=== Required work ===
Restate the entries from the line containing "of the grass" through the end of the entries, inclusive, swapping "pixel coordinates" for "image coordinates" and keeping everything else the same. Leave the pictures out of the answer.

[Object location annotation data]
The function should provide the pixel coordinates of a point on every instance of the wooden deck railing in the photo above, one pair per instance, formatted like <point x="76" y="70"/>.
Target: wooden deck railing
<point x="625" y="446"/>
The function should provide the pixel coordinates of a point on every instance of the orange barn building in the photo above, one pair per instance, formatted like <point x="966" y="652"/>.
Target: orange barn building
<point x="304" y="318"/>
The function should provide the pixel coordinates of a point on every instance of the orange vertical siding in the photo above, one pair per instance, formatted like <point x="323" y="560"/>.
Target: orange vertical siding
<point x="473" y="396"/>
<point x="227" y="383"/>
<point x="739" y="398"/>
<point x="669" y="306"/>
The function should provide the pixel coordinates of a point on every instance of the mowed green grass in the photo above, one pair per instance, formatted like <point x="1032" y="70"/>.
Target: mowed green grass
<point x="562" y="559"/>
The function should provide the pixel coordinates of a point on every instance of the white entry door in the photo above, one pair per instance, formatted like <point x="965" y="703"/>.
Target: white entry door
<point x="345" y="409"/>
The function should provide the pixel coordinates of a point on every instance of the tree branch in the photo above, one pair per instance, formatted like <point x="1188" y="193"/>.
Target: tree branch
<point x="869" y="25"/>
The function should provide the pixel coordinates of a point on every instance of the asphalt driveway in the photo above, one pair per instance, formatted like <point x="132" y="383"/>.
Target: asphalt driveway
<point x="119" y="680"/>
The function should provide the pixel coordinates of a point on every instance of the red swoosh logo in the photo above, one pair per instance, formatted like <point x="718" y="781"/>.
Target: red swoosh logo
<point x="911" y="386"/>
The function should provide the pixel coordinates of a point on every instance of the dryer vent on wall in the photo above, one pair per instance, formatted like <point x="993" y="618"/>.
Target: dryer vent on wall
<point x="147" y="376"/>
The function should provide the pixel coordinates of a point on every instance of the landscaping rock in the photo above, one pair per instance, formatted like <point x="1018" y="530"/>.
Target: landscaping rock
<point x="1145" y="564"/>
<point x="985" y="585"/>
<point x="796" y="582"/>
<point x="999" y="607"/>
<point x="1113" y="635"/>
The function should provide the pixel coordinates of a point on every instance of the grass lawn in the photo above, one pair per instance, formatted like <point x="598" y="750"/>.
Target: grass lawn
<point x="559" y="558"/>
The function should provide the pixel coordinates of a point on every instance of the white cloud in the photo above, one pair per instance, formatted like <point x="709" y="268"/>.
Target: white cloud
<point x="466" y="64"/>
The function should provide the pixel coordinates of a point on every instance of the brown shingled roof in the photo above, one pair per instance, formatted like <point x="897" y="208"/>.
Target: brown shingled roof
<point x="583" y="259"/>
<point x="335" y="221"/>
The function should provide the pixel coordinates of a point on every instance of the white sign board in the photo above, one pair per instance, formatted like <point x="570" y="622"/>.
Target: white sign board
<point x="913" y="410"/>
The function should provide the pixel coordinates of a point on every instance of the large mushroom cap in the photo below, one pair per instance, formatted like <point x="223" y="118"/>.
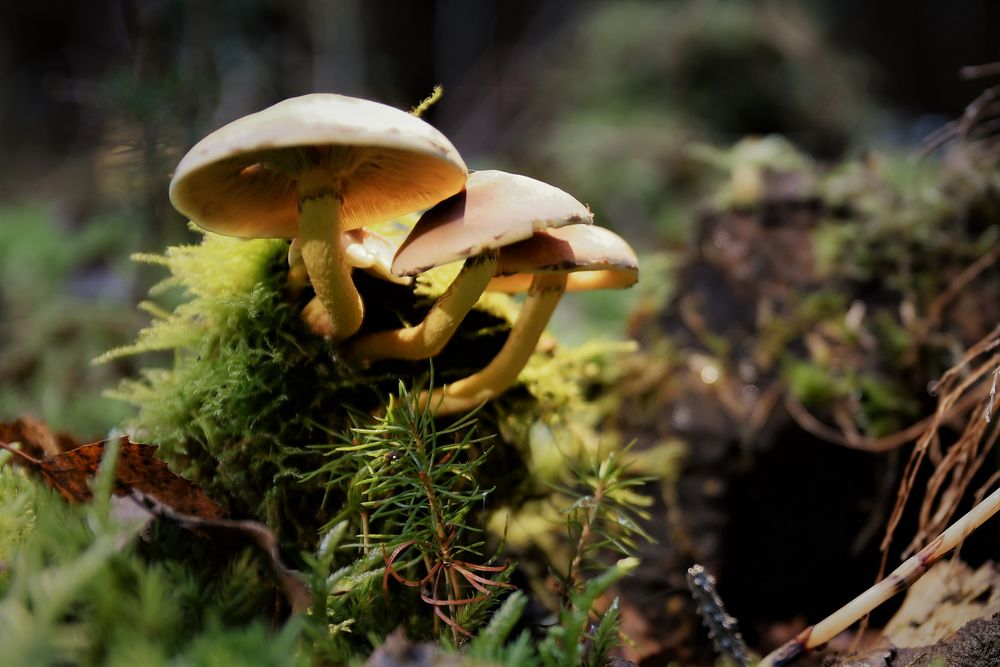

=== Written response ===
The function should provide the image coordinates of a point on every instance of the grass lawn in the photo above, one pair per instance, formatted like <point x="598" y="750"/>.
Target: grass lawn
<point x="559" y="558"/>
The function should provide the image coordinates of a point on every instance of the white cloud in the photo above, one pair per instance, formatted like <point x="709" y="268"/>.
Target: white cloud
<point x="466" y="64"/>
The function should provide the image coordinates of a point on every instance of the brown shingled roof in the photo above, one pair per instance, formatted like <point x="897" y="208"/>.
Target: brown shingled roof
<point x="583" y="259"/>
<point x="335" y="221"/>
The function should provide the image coordinates of a point on every instance of the white sign board in the photo above, one pair per instance, formatted like <point x="570" y="622"/>.
Target: white sign board
<point x="913" y="410"/>
The function should provide the image coordinates of a point on every instance of the large mushroom cap in the photo below, one pair per instance, formatted like <point x="223" y="118"/>.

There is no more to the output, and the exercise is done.